**Given task:**
Swap "dark cap" for "black baseball cap" and give back only the lines from the one containing "Check the image above for the presence of any dark mask" through the one containing "[428,293,467,317]", with everything else in them left unchanged.

[Image box annotation records]
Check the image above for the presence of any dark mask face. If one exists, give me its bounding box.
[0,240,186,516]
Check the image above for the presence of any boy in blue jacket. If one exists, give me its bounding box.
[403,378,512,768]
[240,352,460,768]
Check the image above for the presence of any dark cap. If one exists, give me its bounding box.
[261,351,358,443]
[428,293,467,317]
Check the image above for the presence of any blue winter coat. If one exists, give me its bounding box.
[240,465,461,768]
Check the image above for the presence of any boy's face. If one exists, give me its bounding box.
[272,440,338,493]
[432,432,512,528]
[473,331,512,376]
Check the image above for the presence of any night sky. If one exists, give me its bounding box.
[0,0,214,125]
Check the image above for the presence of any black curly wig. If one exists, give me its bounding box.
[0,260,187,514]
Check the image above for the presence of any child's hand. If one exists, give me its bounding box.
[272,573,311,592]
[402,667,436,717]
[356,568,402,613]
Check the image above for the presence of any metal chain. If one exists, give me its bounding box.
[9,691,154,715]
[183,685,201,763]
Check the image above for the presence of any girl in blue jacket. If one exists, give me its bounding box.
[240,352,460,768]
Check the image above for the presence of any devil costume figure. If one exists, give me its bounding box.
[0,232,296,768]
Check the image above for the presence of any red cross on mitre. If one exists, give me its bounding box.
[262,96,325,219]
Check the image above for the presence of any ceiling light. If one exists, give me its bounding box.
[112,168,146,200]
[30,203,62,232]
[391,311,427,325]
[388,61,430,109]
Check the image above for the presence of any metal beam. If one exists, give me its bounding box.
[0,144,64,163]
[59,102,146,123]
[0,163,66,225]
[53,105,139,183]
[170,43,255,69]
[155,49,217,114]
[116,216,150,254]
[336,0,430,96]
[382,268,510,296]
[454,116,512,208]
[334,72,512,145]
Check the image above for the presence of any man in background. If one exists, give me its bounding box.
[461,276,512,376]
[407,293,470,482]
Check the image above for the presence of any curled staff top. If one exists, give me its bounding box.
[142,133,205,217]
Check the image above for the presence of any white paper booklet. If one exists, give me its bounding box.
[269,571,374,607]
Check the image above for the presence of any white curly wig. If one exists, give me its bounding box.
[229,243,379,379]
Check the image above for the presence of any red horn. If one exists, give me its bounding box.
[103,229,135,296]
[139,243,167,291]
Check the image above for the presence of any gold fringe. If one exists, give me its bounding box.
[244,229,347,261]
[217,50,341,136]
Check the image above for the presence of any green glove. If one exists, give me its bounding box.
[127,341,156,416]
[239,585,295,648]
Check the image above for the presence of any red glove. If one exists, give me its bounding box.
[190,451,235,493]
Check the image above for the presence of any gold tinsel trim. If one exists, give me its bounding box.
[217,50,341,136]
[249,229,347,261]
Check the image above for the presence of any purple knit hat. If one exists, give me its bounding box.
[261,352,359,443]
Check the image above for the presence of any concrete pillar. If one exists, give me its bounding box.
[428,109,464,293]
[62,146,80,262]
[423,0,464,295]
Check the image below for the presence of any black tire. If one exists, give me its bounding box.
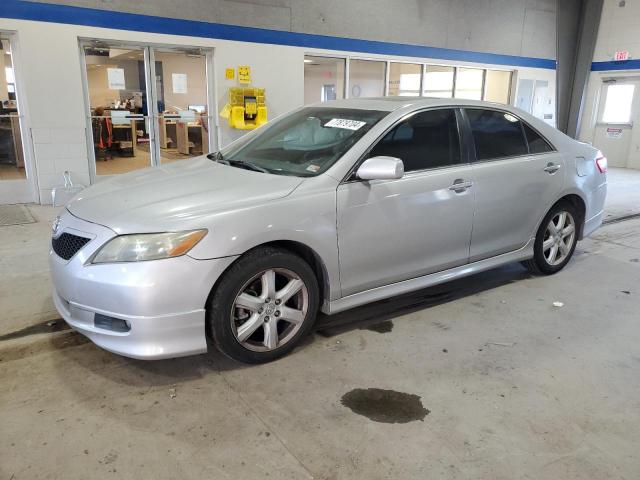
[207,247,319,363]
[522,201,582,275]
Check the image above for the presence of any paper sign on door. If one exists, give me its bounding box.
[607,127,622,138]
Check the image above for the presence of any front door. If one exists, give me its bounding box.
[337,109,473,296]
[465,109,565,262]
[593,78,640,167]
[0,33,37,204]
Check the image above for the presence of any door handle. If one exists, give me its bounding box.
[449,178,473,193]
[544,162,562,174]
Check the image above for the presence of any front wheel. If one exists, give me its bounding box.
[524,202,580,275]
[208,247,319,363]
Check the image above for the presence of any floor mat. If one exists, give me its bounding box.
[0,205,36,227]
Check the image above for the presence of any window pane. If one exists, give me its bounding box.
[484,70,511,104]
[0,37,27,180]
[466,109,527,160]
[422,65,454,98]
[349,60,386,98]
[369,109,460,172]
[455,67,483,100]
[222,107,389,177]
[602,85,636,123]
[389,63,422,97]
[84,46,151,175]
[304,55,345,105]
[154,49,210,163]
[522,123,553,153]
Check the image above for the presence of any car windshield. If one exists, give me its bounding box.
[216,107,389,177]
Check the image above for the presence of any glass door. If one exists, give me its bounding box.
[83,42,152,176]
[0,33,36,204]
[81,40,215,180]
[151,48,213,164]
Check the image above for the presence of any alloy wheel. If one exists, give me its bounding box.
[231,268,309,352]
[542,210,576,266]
* * *
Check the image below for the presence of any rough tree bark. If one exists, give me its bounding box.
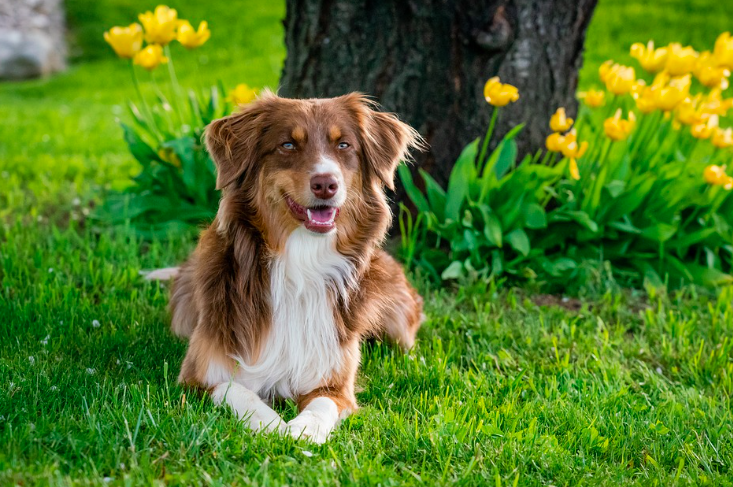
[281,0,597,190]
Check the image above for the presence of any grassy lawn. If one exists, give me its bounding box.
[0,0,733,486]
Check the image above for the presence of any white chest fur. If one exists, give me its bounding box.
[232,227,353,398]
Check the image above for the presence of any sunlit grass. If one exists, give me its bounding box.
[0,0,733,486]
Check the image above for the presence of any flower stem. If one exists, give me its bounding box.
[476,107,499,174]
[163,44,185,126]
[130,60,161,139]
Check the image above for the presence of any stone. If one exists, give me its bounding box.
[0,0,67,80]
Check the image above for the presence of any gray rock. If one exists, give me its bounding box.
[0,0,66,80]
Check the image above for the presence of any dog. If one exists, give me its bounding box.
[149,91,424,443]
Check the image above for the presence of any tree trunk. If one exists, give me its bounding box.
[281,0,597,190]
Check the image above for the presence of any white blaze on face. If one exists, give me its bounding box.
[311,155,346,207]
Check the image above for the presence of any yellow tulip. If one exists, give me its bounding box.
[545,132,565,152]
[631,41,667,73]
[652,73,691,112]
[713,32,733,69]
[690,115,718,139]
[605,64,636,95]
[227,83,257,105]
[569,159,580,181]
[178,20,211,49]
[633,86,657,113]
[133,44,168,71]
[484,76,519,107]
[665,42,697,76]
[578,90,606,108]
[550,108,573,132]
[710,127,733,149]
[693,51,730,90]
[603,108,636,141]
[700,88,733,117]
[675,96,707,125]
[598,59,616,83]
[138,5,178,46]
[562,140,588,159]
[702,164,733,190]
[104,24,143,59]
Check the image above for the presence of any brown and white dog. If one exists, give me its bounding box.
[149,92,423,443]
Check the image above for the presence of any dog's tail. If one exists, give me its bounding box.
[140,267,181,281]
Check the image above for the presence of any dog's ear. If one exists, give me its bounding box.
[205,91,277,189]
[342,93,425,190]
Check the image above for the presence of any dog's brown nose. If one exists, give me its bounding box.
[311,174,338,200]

**Complete answer:**
Check the image above for the presence of any dark mask face. If one exists, give me its bounding box.
[0,240,186,516]
Check the image above for the presence of any boy in blue jacket. If one exists, give me its bounding box.
[403,378,512,768]
[240,352,460,768]
Check the image above for the presence of any black baseball cap. If one exists, give me its bounding box.
[261,351,358,443]
[428,293,467,317]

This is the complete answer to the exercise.